**Exercise instructions:**
Please count the lines in the material below that include "window". Reply with the number alone.

**Data listing:**
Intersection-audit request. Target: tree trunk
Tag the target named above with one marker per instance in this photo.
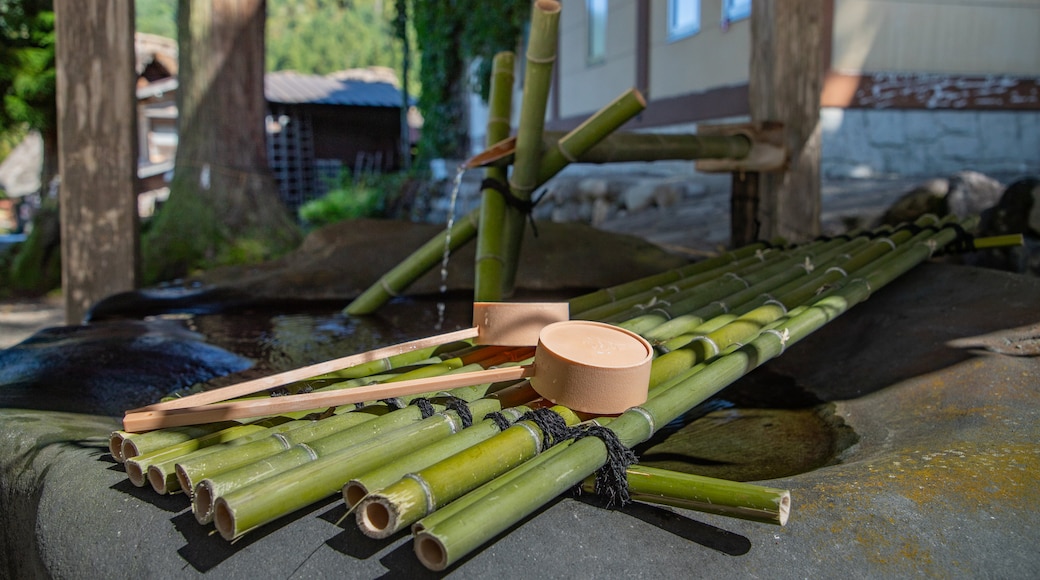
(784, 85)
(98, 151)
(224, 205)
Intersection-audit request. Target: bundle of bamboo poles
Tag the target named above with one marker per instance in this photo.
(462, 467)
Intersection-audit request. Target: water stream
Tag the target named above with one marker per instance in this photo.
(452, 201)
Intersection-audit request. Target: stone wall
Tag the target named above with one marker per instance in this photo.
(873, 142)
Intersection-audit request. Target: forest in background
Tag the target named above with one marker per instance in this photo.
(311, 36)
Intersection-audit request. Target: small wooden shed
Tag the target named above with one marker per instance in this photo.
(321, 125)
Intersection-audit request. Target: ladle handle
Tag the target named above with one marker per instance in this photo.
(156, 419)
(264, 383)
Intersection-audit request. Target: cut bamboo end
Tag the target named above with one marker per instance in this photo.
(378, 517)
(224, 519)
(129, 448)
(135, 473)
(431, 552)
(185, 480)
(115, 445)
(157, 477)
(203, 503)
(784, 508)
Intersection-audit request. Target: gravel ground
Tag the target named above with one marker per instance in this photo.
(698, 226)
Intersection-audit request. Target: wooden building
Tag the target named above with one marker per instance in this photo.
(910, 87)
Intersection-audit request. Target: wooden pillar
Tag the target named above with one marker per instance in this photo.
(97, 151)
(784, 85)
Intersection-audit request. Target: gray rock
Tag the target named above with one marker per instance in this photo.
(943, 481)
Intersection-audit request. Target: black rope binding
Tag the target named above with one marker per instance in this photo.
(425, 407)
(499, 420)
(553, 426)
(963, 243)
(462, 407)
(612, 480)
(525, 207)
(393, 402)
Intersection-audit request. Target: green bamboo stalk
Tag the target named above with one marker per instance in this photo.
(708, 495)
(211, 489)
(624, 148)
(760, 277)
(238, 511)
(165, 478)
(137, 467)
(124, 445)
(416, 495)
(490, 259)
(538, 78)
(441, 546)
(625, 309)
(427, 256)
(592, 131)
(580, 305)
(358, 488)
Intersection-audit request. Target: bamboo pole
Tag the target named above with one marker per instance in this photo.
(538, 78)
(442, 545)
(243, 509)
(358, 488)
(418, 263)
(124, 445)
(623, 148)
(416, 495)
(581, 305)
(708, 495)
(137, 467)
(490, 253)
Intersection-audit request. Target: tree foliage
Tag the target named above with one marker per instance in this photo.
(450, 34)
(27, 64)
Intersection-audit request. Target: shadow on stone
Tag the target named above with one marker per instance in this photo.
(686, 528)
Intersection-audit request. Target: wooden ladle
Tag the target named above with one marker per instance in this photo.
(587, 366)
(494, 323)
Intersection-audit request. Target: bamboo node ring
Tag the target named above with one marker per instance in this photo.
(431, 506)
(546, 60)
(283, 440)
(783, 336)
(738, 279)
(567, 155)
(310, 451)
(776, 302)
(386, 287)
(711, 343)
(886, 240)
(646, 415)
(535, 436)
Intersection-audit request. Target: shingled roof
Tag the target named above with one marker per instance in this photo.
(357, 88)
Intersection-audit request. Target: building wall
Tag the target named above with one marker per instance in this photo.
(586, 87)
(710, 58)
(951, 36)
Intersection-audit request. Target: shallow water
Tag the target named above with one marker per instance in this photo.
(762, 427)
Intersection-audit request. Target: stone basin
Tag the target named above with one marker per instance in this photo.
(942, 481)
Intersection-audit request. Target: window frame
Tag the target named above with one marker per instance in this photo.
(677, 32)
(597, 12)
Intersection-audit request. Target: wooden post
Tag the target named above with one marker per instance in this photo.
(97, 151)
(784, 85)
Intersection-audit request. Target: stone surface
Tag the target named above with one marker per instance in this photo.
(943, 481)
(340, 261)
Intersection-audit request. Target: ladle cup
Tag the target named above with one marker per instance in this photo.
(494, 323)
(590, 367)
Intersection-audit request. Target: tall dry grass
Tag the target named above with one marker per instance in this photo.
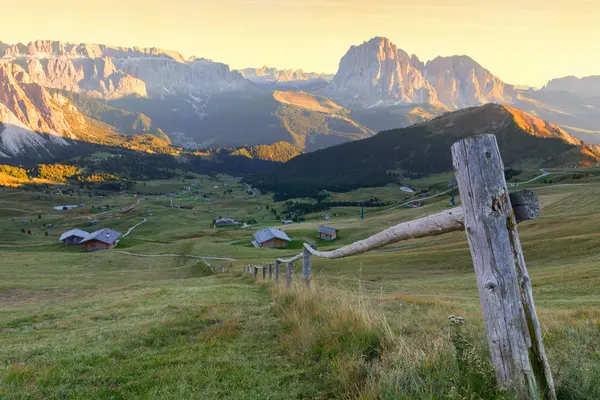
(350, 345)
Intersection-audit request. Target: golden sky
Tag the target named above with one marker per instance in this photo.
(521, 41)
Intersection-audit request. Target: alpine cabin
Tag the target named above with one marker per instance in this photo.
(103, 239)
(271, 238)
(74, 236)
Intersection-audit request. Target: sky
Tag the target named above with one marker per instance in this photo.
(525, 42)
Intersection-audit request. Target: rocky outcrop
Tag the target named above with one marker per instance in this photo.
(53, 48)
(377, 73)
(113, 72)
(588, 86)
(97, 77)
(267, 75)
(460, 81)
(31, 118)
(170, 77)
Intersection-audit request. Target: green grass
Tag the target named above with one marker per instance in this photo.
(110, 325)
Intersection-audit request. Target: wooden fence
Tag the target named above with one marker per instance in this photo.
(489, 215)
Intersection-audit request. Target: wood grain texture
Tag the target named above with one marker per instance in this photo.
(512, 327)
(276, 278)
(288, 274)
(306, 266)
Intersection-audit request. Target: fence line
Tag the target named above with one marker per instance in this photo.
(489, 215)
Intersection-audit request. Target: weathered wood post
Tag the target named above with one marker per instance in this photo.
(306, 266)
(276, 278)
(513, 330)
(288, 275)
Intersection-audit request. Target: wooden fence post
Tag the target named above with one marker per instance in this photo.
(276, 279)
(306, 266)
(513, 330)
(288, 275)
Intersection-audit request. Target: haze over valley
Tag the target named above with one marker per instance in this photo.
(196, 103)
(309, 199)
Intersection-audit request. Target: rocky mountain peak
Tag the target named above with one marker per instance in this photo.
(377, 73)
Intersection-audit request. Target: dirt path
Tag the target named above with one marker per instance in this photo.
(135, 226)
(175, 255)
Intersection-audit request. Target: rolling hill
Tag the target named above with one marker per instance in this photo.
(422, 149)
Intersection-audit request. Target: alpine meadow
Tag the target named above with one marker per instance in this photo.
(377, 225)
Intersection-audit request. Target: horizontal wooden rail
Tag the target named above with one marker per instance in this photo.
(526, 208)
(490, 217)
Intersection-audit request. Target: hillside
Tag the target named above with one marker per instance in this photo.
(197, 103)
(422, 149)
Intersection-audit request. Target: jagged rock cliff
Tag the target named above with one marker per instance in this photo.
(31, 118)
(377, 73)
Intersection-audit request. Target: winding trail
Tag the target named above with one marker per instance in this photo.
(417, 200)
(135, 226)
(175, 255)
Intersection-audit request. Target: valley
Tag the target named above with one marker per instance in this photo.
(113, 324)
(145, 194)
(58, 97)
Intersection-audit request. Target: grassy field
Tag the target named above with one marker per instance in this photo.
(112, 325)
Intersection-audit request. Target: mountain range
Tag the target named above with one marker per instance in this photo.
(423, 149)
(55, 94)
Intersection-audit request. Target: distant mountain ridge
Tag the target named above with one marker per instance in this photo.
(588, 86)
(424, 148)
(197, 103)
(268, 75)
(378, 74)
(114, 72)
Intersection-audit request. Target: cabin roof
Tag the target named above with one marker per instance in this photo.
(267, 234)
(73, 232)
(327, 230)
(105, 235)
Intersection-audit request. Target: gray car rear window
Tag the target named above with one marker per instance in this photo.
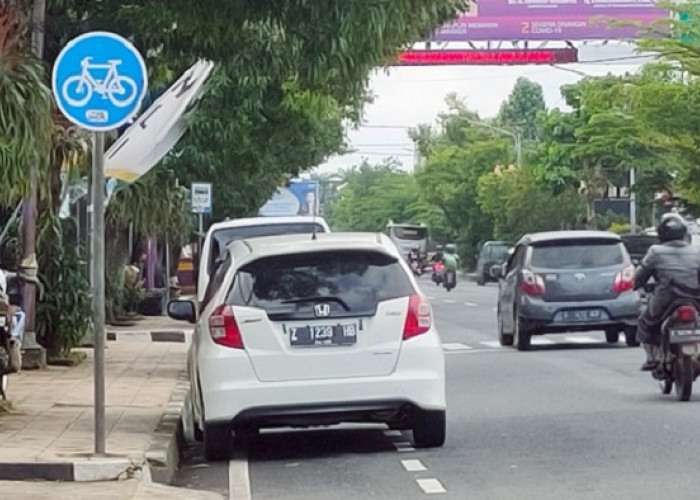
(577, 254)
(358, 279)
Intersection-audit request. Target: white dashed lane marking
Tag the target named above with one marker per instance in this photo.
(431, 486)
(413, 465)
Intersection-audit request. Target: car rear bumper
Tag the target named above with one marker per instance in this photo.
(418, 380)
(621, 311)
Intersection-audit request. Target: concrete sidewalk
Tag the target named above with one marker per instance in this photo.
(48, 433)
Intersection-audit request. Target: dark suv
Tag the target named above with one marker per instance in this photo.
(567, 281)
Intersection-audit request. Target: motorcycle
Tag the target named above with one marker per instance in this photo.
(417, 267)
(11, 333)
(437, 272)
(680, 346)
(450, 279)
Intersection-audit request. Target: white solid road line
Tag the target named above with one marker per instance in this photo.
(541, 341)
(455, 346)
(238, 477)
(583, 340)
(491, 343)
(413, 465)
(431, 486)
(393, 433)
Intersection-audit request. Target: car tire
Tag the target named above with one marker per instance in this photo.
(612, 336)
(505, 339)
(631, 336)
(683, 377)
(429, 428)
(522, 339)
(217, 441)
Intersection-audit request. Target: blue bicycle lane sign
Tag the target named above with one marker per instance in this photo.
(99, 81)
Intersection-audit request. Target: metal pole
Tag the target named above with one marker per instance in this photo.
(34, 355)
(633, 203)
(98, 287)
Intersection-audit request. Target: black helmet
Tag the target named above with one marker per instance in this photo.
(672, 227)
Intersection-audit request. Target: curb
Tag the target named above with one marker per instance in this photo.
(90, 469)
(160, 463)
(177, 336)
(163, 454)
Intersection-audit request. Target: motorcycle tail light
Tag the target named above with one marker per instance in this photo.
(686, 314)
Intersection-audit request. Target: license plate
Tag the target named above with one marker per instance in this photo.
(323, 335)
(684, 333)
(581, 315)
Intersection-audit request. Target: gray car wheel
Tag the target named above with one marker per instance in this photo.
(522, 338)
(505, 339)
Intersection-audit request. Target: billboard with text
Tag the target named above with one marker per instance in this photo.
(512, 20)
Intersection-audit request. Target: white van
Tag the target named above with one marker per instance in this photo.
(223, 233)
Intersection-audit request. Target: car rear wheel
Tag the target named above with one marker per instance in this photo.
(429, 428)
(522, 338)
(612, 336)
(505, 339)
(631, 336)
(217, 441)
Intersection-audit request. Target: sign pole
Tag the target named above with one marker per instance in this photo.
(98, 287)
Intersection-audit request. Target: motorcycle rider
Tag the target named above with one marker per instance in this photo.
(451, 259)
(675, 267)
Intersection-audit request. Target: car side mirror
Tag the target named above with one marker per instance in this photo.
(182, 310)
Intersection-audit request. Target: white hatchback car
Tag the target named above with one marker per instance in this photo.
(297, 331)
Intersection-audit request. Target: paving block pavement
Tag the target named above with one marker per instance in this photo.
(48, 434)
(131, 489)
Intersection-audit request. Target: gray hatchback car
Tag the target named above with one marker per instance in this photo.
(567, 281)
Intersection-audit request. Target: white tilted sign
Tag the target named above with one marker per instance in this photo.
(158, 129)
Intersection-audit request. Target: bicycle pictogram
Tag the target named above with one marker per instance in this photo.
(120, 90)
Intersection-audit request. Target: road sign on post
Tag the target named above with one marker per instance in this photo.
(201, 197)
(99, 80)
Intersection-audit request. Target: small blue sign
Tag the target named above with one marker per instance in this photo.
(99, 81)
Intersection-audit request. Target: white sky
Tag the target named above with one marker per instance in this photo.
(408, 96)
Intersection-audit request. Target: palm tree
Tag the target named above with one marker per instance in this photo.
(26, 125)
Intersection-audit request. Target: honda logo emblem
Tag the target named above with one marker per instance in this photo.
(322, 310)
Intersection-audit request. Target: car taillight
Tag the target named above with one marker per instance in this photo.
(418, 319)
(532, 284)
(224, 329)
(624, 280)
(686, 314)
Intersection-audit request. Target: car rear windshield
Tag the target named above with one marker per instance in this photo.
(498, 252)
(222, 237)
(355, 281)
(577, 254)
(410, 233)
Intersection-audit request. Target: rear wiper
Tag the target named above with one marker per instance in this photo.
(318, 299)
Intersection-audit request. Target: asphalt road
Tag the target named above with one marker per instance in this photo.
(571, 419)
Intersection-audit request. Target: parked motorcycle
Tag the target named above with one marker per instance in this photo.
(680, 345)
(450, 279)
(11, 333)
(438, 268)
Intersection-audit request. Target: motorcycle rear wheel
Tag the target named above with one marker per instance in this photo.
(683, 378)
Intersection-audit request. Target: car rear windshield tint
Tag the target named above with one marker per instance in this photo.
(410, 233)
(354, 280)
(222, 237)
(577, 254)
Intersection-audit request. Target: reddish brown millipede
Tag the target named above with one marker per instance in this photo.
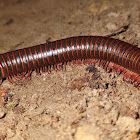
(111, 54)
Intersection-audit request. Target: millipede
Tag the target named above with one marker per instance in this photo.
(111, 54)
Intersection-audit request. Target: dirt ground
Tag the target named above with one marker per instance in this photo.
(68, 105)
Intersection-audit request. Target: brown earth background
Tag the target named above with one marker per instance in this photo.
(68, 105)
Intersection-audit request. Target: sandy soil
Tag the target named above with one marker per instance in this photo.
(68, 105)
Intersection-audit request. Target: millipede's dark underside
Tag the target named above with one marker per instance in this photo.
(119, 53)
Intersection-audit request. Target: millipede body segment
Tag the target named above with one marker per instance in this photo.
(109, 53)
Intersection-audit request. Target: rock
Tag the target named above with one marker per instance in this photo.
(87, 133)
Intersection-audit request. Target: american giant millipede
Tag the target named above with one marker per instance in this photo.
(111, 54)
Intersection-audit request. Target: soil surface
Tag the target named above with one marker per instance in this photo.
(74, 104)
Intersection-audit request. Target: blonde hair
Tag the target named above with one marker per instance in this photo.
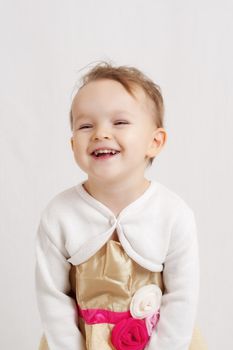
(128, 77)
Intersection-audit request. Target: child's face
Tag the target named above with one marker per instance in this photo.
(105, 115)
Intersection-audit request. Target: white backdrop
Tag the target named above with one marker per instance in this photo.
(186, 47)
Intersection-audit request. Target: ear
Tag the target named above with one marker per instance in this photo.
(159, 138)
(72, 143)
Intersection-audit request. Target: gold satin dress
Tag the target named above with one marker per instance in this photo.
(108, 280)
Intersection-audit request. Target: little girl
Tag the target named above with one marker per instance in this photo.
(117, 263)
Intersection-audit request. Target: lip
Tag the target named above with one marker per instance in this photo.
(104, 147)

**Answer box:**
2